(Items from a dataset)
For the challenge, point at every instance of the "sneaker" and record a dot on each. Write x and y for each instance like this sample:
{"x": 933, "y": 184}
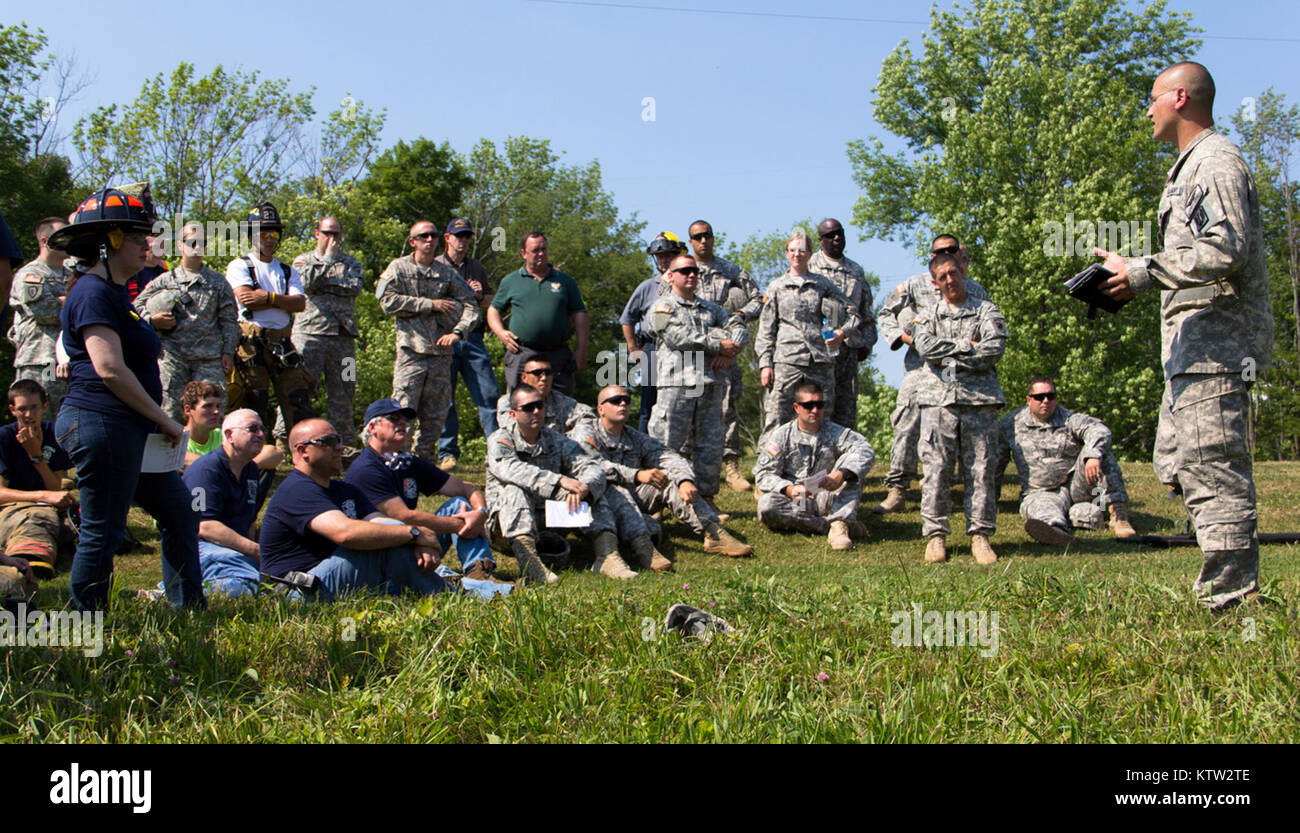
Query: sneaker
{"x": 1048, "y": 533}
{"x": 839, "y": 536}
{"x": 723, "y": 543}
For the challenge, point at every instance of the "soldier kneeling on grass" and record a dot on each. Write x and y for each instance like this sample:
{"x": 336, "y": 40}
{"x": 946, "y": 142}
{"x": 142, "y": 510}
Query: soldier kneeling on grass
{"x": 1064, "y": 460}
{"x": 807, "y": 446}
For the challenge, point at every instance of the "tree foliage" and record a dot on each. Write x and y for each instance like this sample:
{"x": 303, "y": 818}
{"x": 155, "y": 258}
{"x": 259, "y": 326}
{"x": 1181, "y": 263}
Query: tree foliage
{"x": 1269, "y": 133}
{"x": 1023, "y": 129}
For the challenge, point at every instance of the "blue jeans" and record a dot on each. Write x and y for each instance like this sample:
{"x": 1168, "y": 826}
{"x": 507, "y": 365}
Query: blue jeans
{"x": 469, "y": 360}
{"x": 107, "y": 451}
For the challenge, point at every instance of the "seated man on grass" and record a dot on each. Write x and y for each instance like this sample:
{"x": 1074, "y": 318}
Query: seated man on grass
{"x": 31, "y": 469}
{"x": 393, "y": 480}
{"x": 321, "y": 533}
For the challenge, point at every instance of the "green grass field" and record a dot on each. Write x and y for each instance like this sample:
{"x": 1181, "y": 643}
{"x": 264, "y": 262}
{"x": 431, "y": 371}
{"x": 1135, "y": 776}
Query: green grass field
{"x": 1097, "y": 643}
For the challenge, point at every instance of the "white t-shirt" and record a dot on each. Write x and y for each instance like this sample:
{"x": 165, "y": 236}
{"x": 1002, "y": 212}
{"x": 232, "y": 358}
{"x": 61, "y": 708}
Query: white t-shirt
{"x": 268, "y": 278}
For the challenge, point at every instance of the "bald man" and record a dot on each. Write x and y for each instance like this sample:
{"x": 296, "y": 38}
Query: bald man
{"x": 1216, "y": 332}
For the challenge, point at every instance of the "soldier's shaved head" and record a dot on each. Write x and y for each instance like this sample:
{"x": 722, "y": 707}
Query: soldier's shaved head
{"x": 1196, "y": 79}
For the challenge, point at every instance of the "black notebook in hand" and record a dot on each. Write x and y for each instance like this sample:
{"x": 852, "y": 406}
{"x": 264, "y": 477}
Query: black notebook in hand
{"x": 1087, "y": 287}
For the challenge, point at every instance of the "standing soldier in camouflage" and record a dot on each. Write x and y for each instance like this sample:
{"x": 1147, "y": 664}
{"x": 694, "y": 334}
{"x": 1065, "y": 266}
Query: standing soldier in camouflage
{"x": 325, "y": 334}
{"x": 1062, "y": 459}
{"x": 791, "y": 346}
{"x": 469, "y": 358}
{"x": 805, "y": 446}
{"x": 694, "y": 342}
{"x": 268, "y": 293}
{"x": 731, "y": 287}
{"x": 37, "y": 296}
{"x": 1217, "y": 332}
{"x": 961, "y": 339}
{"x": 528, "y": 465}
{"x": 650, "y": 476}
{"x": 852, "y": 280}
{"x": 913, "y": 295}
{"x": 563, "y": 413}
{"x": 434, "y": 309}
{"x": 193, "y": 309}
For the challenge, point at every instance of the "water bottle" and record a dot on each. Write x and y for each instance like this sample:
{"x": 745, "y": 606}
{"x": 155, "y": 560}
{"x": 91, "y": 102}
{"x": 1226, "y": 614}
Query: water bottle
{"x": 828, "y": 333}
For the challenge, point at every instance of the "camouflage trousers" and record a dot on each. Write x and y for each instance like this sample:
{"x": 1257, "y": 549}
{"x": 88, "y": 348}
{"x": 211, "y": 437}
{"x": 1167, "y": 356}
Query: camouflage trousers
{"x": 1208, "y": 417}
{"x": 519, "y": 512}
{"x": 44, "y": 373}
{"x": 845, "y": 389}
{"x": 30, "y": 530}
{"x": 1075, "y": 503}
{"x": 423, "y": 381}
{"x": 177, "y": 373}
{"x": 810, "y": 515}
{"x": 732, "y": 378}
{"x": 687, "y": 420}
{"x": 779, "y": 402}
{"x": 948, "y": 434}
{"x": 904, "y": 460}
{"x": 332, "y": 359}
{"x": 265, "y": 359}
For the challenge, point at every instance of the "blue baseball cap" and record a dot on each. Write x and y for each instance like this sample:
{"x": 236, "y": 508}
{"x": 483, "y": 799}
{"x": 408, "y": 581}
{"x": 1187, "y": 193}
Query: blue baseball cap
{"x": 384, "y": 407}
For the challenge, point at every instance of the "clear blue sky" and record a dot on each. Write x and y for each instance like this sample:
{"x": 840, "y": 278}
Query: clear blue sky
{"x": 753, "y": 105}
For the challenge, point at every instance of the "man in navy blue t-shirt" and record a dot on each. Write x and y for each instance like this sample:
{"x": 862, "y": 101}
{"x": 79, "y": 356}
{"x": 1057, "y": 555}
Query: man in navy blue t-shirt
{"x": 323, "y": 526}
{"x": 393, "y": 480}
{"x": 224, "y": 484}
{"x": 31, "y": 471}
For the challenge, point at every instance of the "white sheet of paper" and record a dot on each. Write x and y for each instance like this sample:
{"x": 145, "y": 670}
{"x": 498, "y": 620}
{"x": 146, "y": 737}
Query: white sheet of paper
{"x": 811, "y": 482}
{"x": 559, "y": 517}
{"x": 160, "y": 456}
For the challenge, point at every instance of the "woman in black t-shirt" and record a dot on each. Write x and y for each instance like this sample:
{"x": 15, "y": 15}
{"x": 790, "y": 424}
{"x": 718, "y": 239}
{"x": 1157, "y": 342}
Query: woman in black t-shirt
{"x": 112, "y": 404}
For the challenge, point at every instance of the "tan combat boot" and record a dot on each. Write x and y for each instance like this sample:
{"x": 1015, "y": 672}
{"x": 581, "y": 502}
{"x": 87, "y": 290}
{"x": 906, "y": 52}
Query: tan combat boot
{"x": 1119, "y": 521}
{"x": 531, "y": 568}
{"x": 982, "y": 550}
{"x": 720, "y": 541}
{"x": 839, "y": 536}
{"x": 895, "y": 502}
{"x": 607, "y": 559}
{"x": 649, "y": 556}
{"x": 731, "y": 473}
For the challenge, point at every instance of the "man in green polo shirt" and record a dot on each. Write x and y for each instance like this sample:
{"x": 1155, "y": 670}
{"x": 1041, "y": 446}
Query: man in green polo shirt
{"x": 545, "y": 308}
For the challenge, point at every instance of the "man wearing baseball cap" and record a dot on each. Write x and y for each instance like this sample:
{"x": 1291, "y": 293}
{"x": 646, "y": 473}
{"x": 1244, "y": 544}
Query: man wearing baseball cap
{"x": 469, "y": 358}
{"x": 393, "y": 480}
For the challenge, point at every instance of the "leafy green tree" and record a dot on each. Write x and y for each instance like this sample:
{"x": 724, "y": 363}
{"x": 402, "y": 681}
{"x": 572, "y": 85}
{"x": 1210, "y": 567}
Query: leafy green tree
{"x": 524, "y": 187}
{"x": 1269, "y": 133}
{"x": 1025, "y": 134}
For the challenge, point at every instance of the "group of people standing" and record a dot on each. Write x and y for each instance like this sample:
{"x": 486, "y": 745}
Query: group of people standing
{"x": 265, "y": 324}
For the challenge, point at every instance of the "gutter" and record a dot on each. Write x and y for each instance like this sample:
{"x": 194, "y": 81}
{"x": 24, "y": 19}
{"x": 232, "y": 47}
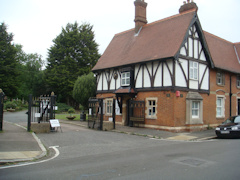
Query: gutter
{"x": 236, "y": 54}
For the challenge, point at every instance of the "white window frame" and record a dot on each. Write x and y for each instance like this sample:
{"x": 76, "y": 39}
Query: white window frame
{"x": 220, "y": 107}
{"x": 193, "y": 70}
{"x": 195, "y": 109}
{"x": 220, "y": 78}
{"x": 125, "y": 78}
{"x": 109, "y": 107}
{"x": 151, "y": 104}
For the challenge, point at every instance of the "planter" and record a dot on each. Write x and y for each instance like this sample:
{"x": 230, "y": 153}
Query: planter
{"x": 71, "y": 117}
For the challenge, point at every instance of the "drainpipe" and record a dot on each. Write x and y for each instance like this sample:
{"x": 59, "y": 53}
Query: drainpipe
{"x": 230, "y": 95}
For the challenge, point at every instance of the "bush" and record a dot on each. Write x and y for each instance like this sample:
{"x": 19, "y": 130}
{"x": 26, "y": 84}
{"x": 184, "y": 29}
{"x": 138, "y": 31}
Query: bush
{"x": 62, "y": 107}
{"x": 10, "y": 105}
{"x": 71, "y": 111}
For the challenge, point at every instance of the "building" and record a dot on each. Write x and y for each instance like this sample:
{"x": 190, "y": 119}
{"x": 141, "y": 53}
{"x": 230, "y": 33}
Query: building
{"x": 169, "y": 74}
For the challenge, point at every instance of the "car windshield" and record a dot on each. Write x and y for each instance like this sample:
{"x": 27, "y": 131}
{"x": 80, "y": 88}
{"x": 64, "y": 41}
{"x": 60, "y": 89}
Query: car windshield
{"x": 235, "y": 119}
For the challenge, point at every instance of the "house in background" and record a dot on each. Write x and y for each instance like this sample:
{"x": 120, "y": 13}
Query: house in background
{"x": 169, "y": 74}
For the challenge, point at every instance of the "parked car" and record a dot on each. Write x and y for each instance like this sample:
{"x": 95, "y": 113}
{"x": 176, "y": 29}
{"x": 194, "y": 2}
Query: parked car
{"x": 229, "y": 128}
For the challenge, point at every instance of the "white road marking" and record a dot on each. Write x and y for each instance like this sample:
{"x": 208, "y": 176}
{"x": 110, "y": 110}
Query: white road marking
{"x": 31, "y": 163}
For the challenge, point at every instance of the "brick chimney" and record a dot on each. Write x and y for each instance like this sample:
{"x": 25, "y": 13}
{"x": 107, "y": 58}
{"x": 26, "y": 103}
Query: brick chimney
{"x": 140, "y": 14}
{"x": 188, "y": 6}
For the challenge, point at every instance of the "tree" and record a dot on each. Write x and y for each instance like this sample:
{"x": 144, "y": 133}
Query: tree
{"x": 30, "y": 73}
{"x": 84, "y": 88}
{"x": 73, "y": 54}
{"x": 8, "y": 63}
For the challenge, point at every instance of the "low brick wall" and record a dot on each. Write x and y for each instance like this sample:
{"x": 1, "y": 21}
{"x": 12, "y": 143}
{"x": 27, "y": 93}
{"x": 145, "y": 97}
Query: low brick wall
{"x": 40, "y": 127}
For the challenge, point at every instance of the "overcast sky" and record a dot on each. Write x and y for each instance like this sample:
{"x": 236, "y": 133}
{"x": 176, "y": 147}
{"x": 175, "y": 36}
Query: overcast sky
{"x": 35, "y": 23}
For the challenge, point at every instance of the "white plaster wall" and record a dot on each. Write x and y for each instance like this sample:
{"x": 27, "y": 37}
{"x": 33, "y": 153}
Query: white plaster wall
{"x": 193, "y": 84}
{"x": 139, "y": 77}
{"x": 147, "y": 82}
{"x": 167, "y": 78}
{"x": 99, "y": 87}
{"x": 158, "y": 77}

#### What needs to be done:
Could you pull out each line of the records above that contains the string "windshield" and copy those lines?

#### Response to the task:
For the challenge, point at every instance of the "car windshield" and record a dot on each. Write x and y for each instance like this sample:
Query: car windshield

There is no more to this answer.